Problem set –
#1 In the WHOJ radio station page, write out the part from "Programming" to "signs: WAPC (1996–2004)" again, substituting "Covenant Media Group" for "Covenant Network".
#2 Name every heading that groups the station details in the list above the article title on the WHOJ radio station page.
#3 Pick up the article about the WHOJ radio station after its last sentence and write what comes next.

Selection –
WHOJ
- Terre Haute, Indiana; United States;
- Broadcast area: Terre Haute
- Frequency: 91.9 MHz
- Branding: Heart of Jesus Radio

Programming
- Format: Christian radio
- Network: Covenant Network

Ownership
- Owner: Covenant Network

History
- First air date: 1997
- Former call signs: WAPC (1996–2004)
- Call sign meaning: Heart Of Jesus

Technical information
- Licensing authority: FCC
- Facility ID: 76151
- Class: A
- ERP: 963 watts
- HAAT: 29.0 meters
- Transmitter coordinates: 39°28′5.00″N 87°23′55.00″W﻿ / ﻿39.4680556°N 87.3986111°W
- Repeaters: 93.1 W226AZ (Martinsville, IL)

Links
- Public license information: Public file; LMS;
- Website: covenantnet.net

= WHOJ =

Radio station in Terre Haute, Indiana

WHOJ (91.9 FM) is a radio station broadcasting a Christian radio format. Licensed to Terre Haute, Indiana, United States, the station serves the Terre Haute area. The station is currently owned by Covenant Network.

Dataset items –
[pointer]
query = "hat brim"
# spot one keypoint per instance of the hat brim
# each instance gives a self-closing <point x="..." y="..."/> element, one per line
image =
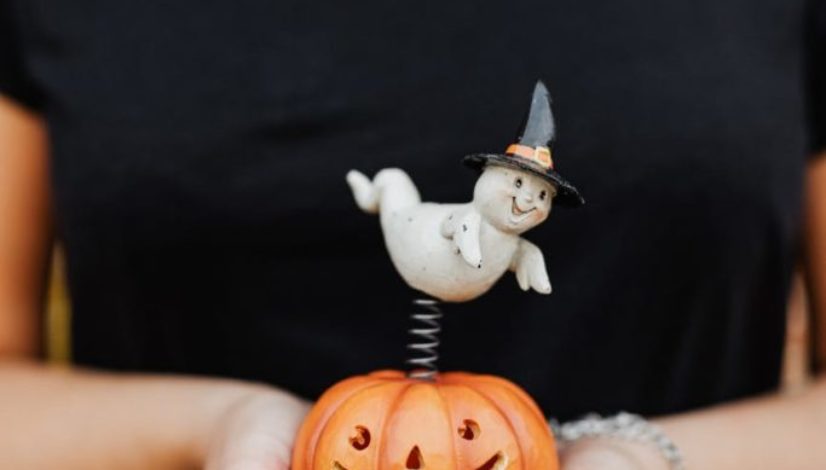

Solved problems –
#1
Programming
- Format: Christian radio
- Network: Covenant Media Group

Ownership
- Owner: Covenant Media Group

History
- First air date: 1997
- Former call signs: WAPC (1996–2004)

#2 Programming, Ownership, History, Technical information, Links

#3
==History==
The station began broadcasting in 1997, and held the call sign WAPC. It was owned by American Family Association and was an affiliate of American Family Radio. In January 2004, the station was sold to IHR Educational Broadcasting. In March 2004, it was sold to Covenant Network, along with KBKC, for $112,500. On June 3, 2004, the station changed its call sign to the current WHOJ.

==Translators==
In addition to the main station, WHOJ is relayed by an additional translator to widen its broadcast area.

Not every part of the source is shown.